** Your instructions **
Without changing a character, output all of the records.

** Dataset entries **
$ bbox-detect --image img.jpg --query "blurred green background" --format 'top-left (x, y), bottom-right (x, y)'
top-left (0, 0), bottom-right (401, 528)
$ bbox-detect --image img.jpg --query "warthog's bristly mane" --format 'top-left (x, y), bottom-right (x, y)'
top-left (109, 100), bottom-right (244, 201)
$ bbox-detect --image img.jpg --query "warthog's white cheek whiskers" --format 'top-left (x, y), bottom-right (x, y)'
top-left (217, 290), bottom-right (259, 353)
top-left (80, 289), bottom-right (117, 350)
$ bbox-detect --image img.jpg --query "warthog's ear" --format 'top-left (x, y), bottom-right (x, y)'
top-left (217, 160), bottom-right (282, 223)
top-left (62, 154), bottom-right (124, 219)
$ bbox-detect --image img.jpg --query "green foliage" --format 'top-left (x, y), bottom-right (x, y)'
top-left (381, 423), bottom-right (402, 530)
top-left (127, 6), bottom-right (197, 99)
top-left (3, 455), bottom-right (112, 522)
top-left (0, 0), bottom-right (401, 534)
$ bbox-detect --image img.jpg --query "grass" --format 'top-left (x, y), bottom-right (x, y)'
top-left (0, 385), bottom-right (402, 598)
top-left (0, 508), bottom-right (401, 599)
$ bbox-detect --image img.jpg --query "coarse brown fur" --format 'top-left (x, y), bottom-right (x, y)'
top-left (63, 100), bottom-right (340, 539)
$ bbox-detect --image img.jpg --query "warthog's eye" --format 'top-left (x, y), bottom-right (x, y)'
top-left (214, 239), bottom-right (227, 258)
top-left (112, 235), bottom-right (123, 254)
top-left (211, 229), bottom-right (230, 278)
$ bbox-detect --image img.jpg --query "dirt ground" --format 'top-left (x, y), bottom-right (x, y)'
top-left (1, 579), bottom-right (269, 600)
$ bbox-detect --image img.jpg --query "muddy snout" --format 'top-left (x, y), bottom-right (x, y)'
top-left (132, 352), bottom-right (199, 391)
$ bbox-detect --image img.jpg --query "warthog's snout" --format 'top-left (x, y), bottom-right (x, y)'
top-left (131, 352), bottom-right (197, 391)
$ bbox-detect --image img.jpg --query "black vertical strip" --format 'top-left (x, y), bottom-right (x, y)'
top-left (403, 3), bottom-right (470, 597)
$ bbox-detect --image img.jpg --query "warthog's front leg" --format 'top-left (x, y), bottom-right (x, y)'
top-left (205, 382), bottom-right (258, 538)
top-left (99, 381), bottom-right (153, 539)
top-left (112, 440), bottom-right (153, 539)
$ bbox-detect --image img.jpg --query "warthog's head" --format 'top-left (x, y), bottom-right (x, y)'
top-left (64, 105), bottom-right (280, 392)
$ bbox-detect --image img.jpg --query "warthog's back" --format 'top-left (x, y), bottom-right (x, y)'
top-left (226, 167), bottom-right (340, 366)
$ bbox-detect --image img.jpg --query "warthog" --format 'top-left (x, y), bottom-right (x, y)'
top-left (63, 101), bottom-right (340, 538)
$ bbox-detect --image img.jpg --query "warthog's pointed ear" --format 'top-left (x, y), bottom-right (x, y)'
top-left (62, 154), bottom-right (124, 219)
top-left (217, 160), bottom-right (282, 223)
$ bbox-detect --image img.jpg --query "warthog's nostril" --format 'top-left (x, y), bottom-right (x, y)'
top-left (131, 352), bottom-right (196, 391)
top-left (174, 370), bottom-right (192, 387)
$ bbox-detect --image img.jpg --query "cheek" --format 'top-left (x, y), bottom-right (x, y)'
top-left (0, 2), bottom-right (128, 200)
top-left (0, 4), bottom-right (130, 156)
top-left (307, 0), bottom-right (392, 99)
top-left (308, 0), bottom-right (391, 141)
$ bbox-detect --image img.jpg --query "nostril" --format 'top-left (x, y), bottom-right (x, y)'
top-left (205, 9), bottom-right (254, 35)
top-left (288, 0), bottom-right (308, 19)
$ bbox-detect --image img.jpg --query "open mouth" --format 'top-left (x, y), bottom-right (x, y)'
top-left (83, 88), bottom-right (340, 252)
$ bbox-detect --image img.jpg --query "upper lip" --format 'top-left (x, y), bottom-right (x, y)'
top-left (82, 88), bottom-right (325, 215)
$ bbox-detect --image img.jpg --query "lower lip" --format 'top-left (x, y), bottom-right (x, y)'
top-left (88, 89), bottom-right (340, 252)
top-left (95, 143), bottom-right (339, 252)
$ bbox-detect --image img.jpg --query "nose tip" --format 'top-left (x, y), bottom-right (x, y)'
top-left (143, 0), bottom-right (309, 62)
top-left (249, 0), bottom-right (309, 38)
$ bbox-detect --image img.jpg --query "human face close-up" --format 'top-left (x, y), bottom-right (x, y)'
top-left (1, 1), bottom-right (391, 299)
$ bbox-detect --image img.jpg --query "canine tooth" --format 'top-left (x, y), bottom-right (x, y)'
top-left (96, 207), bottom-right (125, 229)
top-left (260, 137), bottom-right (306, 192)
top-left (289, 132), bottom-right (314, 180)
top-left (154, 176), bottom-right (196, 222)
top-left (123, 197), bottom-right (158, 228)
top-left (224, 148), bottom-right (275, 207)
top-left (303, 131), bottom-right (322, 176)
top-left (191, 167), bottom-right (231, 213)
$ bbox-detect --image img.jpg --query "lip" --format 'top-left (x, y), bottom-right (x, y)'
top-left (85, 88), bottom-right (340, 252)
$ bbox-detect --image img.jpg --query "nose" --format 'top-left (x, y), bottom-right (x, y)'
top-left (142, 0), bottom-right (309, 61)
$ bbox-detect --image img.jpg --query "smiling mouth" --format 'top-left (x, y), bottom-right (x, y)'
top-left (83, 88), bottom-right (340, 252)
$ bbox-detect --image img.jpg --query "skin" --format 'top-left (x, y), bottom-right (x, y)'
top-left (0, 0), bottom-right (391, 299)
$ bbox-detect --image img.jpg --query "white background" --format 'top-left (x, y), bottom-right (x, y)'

** Solution for this task **
$ bbox-detect --image img.jpg --query "blurred green background" --format 'top-left (x, y), bottom-right (x, y)'
top-left (0, 0), bottom-right (401, 528)
$ bbox-detect --image img.jpg --query "warthog's bristly mane" --format 'top-left (x, y), bottom-right (x, y)'
top-left (109, 100), bottom-right (244, 201)
$ bbox-detect --image img.jpg --query "warthog's white cheek whiskers" --format 'top-left (x, y), bottom-right (x, y)'
top-left (217, 290), bottom-right (259, 353)
top-left (80, 289), bottom-right (117, 350)
$ bbox-detect --image img.jpg --query "warthog's ear" --format 'top-left (x, y), bottom-right (x, y)'
top-left (217, 160), bottom-right (282, 223)
top-left (62, 154), bottom-right (124, 219)
$ bbox-detect --image img.jpg --query "green foliage" --format 'top-left (x, y), bottom-right (x, y)'
top-left (381, 423), bottom-right (402, 530)
top-left (127, 6), bottom-right (197, 99)
top-left (3, 455), bottom-right (112, 522)
top-left (0, 0), bottom-right (401, 534)
$ bbox-detect --image img.jpg --query "grass" --format 'top-left (x, y), bottom-right (x, y)'
top-left (0, 385), bottom-right (402, 598)
top-left (0, 508), bottom-right (401, 599)
$ bbox-detect --image img.jpg --query "coarse brown fur" --format 'top-left (x, y), bottom-right (x, y)'
top-left (63, 100), bottom-right (340, 539)
$ bbox-detect --image img.jpg --query "warthog's eye" --format 'top-left (x, y), bottom-right (x, y)'
top-left (214, 239), bottom-right (227, 258)
top-left (112, 235), bottom-right (123, 254)
top-left (211, 229), bottom-right (230, 278)
$ bbox-detect --image img.jpg --query "dirt ground" --format 'top-left (x, y), bottom-right (x, y)'
top-left (1, 579), bottom-right (269, 600)
$ bbox-detect --image img.jpg --query "muddy snout" --format 'top-left (x, y), bottom-right (x, y)'
top-left (132, 352), bottom-right (199, 391)
$ bbox-detect --image img.jpg --query "warthog's snout" --format 'top-left (x, y), bottom-right (x, y)'
top-left (131, 352), bottom-right (197, 391)
$ bbox-detect --image img.jpg --query "black vertical strip" --format 'top-left (x, y), bottom-right (x, y)'
top-left (403, 3), bottom-right (470, 597)
$ bbox-detect --image img.jpg --query "warthog's front leg" --format 'top-left (x, y), bottom-right (x, y)'
top-left (205, 382), bottom-right (258, 538)
top-left (99, 381), bottom-right (153, 539)
top-left (112, 440), bottom-right (153, 539)
$ bbox-detect --image img.jpg --query "warthog's head" --format 'top-left (x, y), bottom-right (x, y)'
top-left (64, 105), bottom-right (280, 392)
$ bbox-detect --image img.jpg --query "warthog's back" --format 'top-left (x, y), bottom-right (x, y)'
top-left (226, 167), bottom-right (340, 366)
$ bbox-detect --image img.jpg --query "warthog" --format 'top-left (x, y), bottom-right (x, y)'
top-left (63, 101), bottom-right (340, 538)
$ bbox-detect --image img.jpg --query "warthog's pointed ear" --format 'top-left (x, y), bottom-right (x, y)'
top-left (62, 154), bottom-right (124, 219)
top-left (217, 160), bottom-right (282, 223)
$ bbox-detect --image img.jpg --query "warthog's nostril" --format 'top-left (x, y), bottom-right (x, y)'
top-left (131, 352), bottom-right (196, 391)
top-left (174, 370), bottom-right (192, 387)
$ bbox-detect --image img.jpg --query "cheek" --format 'top-left (x, y), bottom-right (x, y)'
top-left (0, 2), bottom-right (128, 200)
top-left (0, 4), bottom-right (130, 156)
top-left (307, 0), bottom-right (392, 99)
top-left (308, 0), bottom-right (391, 141)
$ bbox-detect --image img.jpg --query "nostril" --format 'top-left (x, y), bottom-right (x, y)'
top-left (205, 9), bottom-right (254, 35)
top-left (288, 0), bottom-right (308, 19)
$ bbox-detect --image img.jpg --query "open mouth" --format 'top-left (x, y), bottom-right (x, y)'
top-left (83, 88), bottom-right (340, 252)
$ bbox-detect --image img.jpg --query "upper lip" --format 'top-left (x, y), bottom-right (x, y)'
top-left (82, 88), bottom-right (325, 215)
$ bbox-detect --image img.jpg --query "lower lip" --format 'top-left (x, y), bottom-right (x, y)'
top-left (88, 89), bottom-right (340, 252)
top-left (95, 143), bottom-right (339, 252)
$ bbox-detect --image img.jpg --query "nose tip" --format 'top-left (x, y), bottom-right (x, y)'
top-left (143, 0), bottom-right (309, 62)
top-left (249, 0), bottom-right (309, 38)
$ bbox-detect --image img.jpg --query "human face close-up" --format 'top-left (x, y), bottom-right (x, y)'
top-left (1, 1), bottom-right (391, 299)
$ bbox-detect --image img.jpg --query "canine tooth" --format 'top-left (x, y), bottom-right (x, y)'
top-left (96, 207), bottom-right (125, 229)
top-left (260, 137), bottom-right (306, 192)
top-left (289, 132), bottom-right (314, 180)
top-left (154, 176), bottom-right (196, 222)
top-left (123, 197), bottom-right (158, 228)
top-left (224, 148), bottom-right (275, 207)
top-left (303, 131), bottom-right (322, 176)
top-left (191, 167), bottom-right (231, 213)
$ bbox-detect --image img.jpg --query "lip" --format 'top-left (x, y), bottom-right (x, y)'
top-left (85, 88), bottom-right (340, 252)
$ bbox-detect --image img.jpg --query "nose" --format 'top-left (x, y), bottom-right (x, y)'
top-left (142, 0), bottom-right (309, 61)
$ bbox-detect --image img.jpg --query "smiling mouth" --format 'top-left (x, y), bottom-right (x, y)'
top-left (83, 88), bottom-right (340, 252)
$ bbox-detect --image img.jpg --query "skin" --format 'top-left (x, y), bottom-right (x, y)'
top-left (0, 0), bottom-right (391, 299)
$ bbox-detect --image img.jpg --query "white background" --format 'top-left (x, y), bottom-right (x, y)'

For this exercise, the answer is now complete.